Work required.
Images don't belong in the copy. Output the rest of the data exactly.
Segment Start: Data records
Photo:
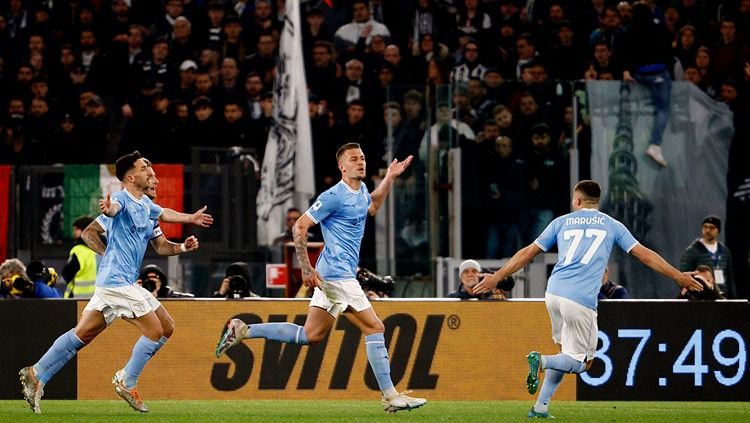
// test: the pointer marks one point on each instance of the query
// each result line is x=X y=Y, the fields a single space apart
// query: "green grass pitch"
x=370 y=411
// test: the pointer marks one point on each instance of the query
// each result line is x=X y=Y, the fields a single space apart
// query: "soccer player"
x=116 y=294
x=584 y=241
x=341 y=211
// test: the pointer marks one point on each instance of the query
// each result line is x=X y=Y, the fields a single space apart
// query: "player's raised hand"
x=202 y=219
x=396 y=167
x=310 y=277
x=191 y=243
x=105 y=206
x=687 y=281
x=487 y=283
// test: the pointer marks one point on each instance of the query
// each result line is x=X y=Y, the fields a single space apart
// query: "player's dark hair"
x=344 y=148
x=125 y=163
x=589 y=190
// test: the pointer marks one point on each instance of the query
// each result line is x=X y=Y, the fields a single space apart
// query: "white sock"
x=390 y=393
x=540 y=408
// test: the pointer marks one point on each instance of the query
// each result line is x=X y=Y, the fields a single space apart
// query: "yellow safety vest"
x=83 y=284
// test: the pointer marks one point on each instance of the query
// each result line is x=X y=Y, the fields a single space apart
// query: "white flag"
x=287 y=178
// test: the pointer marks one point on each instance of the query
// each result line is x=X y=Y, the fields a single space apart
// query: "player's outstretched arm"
x=199 y=218
x=379 y=194
x=310 y=277
x=653 y=260
x=92 y=237
x=165 y=247
x=519 y=260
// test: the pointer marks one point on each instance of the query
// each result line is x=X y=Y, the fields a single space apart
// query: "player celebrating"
x=341 y=211
x=116 y=295
x=584 y=240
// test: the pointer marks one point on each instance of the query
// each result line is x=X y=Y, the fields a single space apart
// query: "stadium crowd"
x=84 y=81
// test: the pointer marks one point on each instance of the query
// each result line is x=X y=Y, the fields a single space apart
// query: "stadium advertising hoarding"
x=648 y=350
x=441 y=350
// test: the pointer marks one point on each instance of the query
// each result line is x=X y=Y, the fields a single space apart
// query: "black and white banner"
x=287 y=178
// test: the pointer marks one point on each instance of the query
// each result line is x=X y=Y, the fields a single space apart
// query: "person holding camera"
x=236 y=282
x=125 y=214
x=153 y=279
x=18 y=283
x=341 y=212
x=80 y=269
x=469 y=271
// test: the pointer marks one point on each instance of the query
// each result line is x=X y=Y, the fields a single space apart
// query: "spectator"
Segment End: Data records
Answer to this exercise.
Photo:
// test: the pointer marks one point on each instance of the query
// each result line is x=X y=Y, the fields a single space apart
// query: "green grass pitch"
x=370 y=411
// test: the pointer marks one point on each instance of the query
// each result line is x=X y=Y, the fields a single space apart
// query: "soccer player"
x=116 y=294
x=584 y=241
x=341 y=211
// test: the pointer marks one point on each instance of the query
// each result line is x=X y=Y, the fields a single space apart
// query: "player's raised hand"
x=202 y=219
x=396 y=167
x=310 y=277
x=191 y=243
x=105 y=206
x=687 y=281
x=487 y=283
// test: the pointer marks one point on each instance of the query
// each result line is x=X y=Y, the fields a single space apart
// query: "player's dark hair"
x=344 y=148
x=125 y=163
x=589 y=190
// test: the pointer marks one point on each instance of the query
// each result line is x=X y=Y, the fields a single space apart
// query: "white sock"
x=390 y=393
x=540 y=408
// test: the pointer marks one point on each instance of the query
// each result line is x=X y=Y, the fields a single space apart
// query: "yellow safety vest"
x=83 y=284
// test: the pointer marks one point on each instance of the query
// each result line is x=X y=Y, the fields a single space apart
// query: "white flag"
x=287 y=178
// test: the pointer marks one point on each instance of the query
// each result line is x=X y=Y, the fields a single space apart
// query: "player's outstretched arm"
x=199 y=218
x=379 y=194
x=310 y=277
x=653 y=260
x=92 y=237
x=165 y=247
x=519 y=260
// test: the pointer marks one point on each instance of the query
// each result line is x=X y=Y, the fields a single space apart
// query: "player celebrating"
x=341 y=211
x=116 y=295
x=584 y=240
// test: the pointer marks one point on each instance of the query
// each result line is x=X y=Y, the fields a single space apart
// query: "stadium crowd"
x=84 y=81
// test: the pointer marks one point on each instance of the query
// each result line is x=X y=Y, the fields a single space apart
// query: "stadium advertising hoarding"
x=648 y=350
x=441 y=350
// test: the pointer marks one point on each instance of the query
// each result line is x=X y=Y, the fields a single space apart
// query: "black and white banner"
x=287 y=178
// test: the pointer marks one point on each instance of the query
// each result line is x=X y=Y, the fields a single space apart
// query: "person holding camera"
x=236 y=282
x=125 y=214
x=153 y=279
x=18 y=283
x=341 y=212
x=80 y=269
x=469 y=271
// test: the pointer marks one point on each instance of the query
// each result line is x=X y=Y, the fields a single space apart
// query: "spectator"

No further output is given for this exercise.